» Aangeleverd fragment:

Zoals de leden van de CDA-, D66- en SP-fracties aangeven, heb ik de Tweede Kamer per brief van 30 juni jl. geïnformeerd over de voortgang van Invest-NL15 omdat ik daar door de Tweede Kamer om verzocht ben. Ik neem uw wens ter harte om vanaf nu alle informatie over de oprichting van Invest-NL gericht aan de Tweede Kamer, ook aan de Eerste Kamer toe te zenden. Ik zal hetzelfde doen voor de Tweede Kamer met informatie die aan de Eerste Kamer is gericht, te beginnen met deze brief.

De leden van de CDA-, D66- en SP-fracties plaatsen vraagtekens bij de aankondiging dat het kabinet enerzijds verwacht het wetsvoorstel bij de Tweede Kamer in te dienen «in het voorjaar van 2018» en afronding van de parlementaire behandeling en de staatssteunprocedures in Brussel te verwachten in het vierde kwartaal van 2018, terwijl het anderzijds aankondigt datgene te zullen doen wat nodig is om Invest-NL op 1 januari 2018 operationeel te laten zijn op die gebieden waar dat kan.

In de brief van 10 februari 2017 (waarnaar het kabinet verwijst als uitleg) is sprake van een volgens de leden logischer, zij het toch al ambitieus, tijdspad: indiening van het wetsvoorstel medio 2017 en operationeel worden waar dat kan per 1 januari 2018. Kunt u nader toelichten op grond waarvan volgens u Invest-NL reeds per 1 januari 2018 operationeel zou kunnen zijn terwijl de formele oprichting op zijn vroegst pas eind 2018 kan plaatsvinden? Welk dringend belang is bij deze spoedprocedure in het geding? Ook geeft het kabinet enerzijds aan dat er geen onomkeerbare stappen zullen worden gezet, maar acht het anderzijds mogelijk dat al ten laste van de kapitaalstorting van 2,5 miljard euro investeringen zullen worden gedaan. De genoemde leden ontvangen op dit punt gaarne een toelichting van u.

» Materiaal:
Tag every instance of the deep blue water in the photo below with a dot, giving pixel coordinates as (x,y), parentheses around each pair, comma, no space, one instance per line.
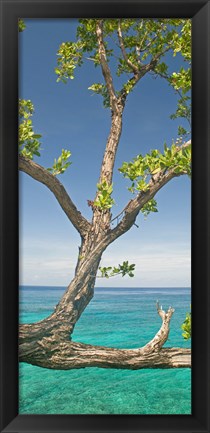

» Jouw opdracht:
Schrijf alsjeblieft het vervolg op het fragment over Invest-NL, aansluitend op de laatste zin. De gegevens staan los van het fragment.

» Uitvoer opdracht:
Met de opstelling van het wetsvoorstel voor de instelling van Invest-NL, de voorbereiding van de overige noodzakelijke onderdelen en het verkrijgen van de benodigde goedkeuring van de Europese Commissie in verband met staatssteun, is duidelijk geworden dat de oprichting van Invest-NL als deelneming van het Rijk op zijn vroegst mogelijk is begin 2019. Invest-NL kan dus niet als zelfstandige instelling operationeel zijn op 1 januari 2018.

Tegelijkertijd staat Nederland, net als de rest van de wereld, voor grote transitie- en investeringsopgaven: denk aan de energietransitie, verduurzaming van de productie, digitalisering van private en publieke sectoren, de bereikbaarheid en het versterken van het groei-, innovatie- en exportvermogen van het bedrijfsleven.

Om deze investeringen samen met de markt tijdig aan te jagen wil het kabinet zo veel mogelijk per 1 januari 2018 starten met de onderdelen en activiteiten van Invest-NL die genoemd zijn in de brief van 10 februari jl. Het betreft het ontwikkelen van projecten en bedrijven, het uitvoeren van overheidsinstrumenten gericht op financiering, en mogelijk enkele investeringen in kansrijke projecten en bedrijven die zich al aandienen. Tot de oprichting van Invest-NL als zelfstandige instelling zal dat vanuit de huidige publieke organisaties en begrotingen onder directe ministeriële verantwoordelijkheid en verantwoording gebeuren.

Zo is het Nederlands Investerings Agentschap (NIA) nu vanuit het Ministerie van Economische Zaken al actief bij de ontwikkeling van bedrijven en projecten in Nederland. NIA kan dit met de in de Voorjaarsnota 2017 vrijgemaakte middelen versterkt voortzetten. Hetzelfde geldt voor het onderdeel NL-Business bij FMO voor de internationale projectontwikkeling en -financiering.

Daarnaast zijn de bestaande financieringsinstrumenten van het Ministerie van Economische Zaken en van het Ministerie van Buitenlandse Zaken die over zullen gaan naar Invest-NL ook in 2018 beschikbaar via de huidige uitvoerders, waarbij bedrijven en projecten op maat begeleid zullen worden naar geschikte instrumenten om de financiering te ondersteunen.

Wanneer uit de ontwikkelactiviteiten projecten of investeringskansen komen met een zeer urgente financieringsbehoefte die niet zelfstandig door de markt ingevuld kunnen worden, maar die passen in de doelstellingen van Invest-NL, zal, zoals gemeld in de brief van 30 juni jl., door het kabinet worden overwogen om vooruitlopend op Invest-NL zelf te investeren vanuit de rijksbegroting. Het kabinet zal, indien deze situatie zich voordoet voordat Invest-NL statutair is opgericht, uiteraard zorgen dat dit gebeurt conform de vereisten van het staatssteunkader en de Comptabiliteitswet. Dit betekent dat deze investeringen apart worden voorgelegd aan het parlement en de Europese Commissie. Daarmee worden geen onomkeerbare stappen gezet zonder het parlement te betrekken.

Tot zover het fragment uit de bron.